== Segment start ==

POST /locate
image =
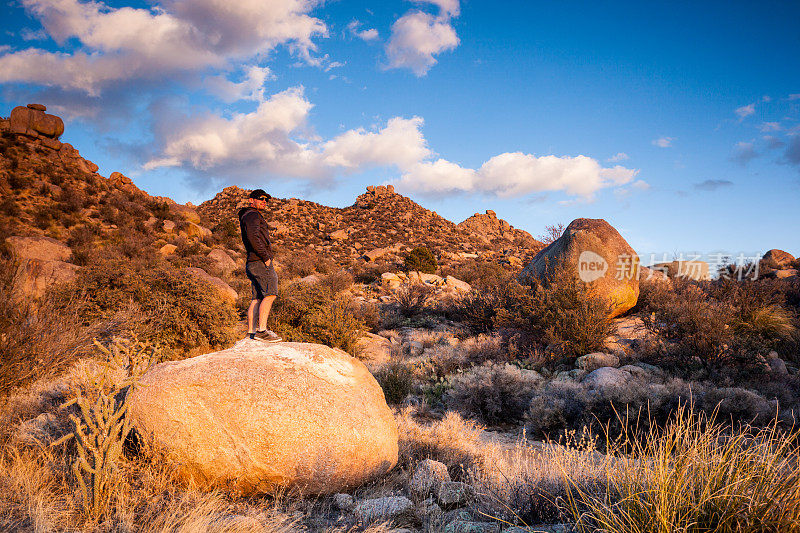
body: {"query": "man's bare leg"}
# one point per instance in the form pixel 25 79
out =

== Segment end ==

• **TASK INSTRUCTIONS**:
Please transcribe the listing above verbatim and exclude every picture.

• **TASK OUTPUT**:
POST /locate
image =
body: {"query": "man's bare leg"}
# one point per instance in the form pixel 25 79
out =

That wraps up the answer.